# Exercise prompt
Can you copy out, unchanged, everything in the rows below from the line containing "the white skullcap?" down to the last line, with both ends included?

# Records for the task
= = =

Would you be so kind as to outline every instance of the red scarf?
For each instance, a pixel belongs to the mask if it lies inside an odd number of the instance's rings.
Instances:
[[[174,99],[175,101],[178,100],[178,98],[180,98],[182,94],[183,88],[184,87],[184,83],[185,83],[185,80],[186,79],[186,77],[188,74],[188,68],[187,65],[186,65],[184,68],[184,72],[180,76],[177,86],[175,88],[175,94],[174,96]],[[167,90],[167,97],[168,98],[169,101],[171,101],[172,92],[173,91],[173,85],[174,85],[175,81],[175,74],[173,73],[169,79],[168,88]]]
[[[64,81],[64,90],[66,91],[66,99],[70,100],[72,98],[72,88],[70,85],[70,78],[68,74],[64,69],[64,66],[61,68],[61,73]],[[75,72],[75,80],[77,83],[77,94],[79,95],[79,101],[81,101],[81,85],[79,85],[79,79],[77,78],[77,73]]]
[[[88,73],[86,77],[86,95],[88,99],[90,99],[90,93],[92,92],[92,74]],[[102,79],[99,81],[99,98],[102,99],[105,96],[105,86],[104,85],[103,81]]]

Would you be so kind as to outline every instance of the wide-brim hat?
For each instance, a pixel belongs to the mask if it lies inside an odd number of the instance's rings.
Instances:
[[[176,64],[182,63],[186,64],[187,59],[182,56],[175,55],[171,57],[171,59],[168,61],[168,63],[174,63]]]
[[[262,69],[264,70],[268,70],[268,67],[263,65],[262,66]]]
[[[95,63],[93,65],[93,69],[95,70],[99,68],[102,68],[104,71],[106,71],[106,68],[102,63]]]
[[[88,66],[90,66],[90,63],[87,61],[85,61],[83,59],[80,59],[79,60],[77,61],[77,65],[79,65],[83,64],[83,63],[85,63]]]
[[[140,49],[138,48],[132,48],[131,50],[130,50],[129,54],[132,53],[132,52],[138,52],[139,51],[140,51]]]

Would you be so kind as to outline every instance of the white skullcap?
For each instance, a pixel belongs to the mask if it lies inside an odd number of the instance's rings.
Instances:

= = =

# Full solution
Would you be so kind as to outline every instance of the white skullcap?
For each instance, a pixel belongs to the mask if it lies inside an odd number of the instance's rings.
Instances:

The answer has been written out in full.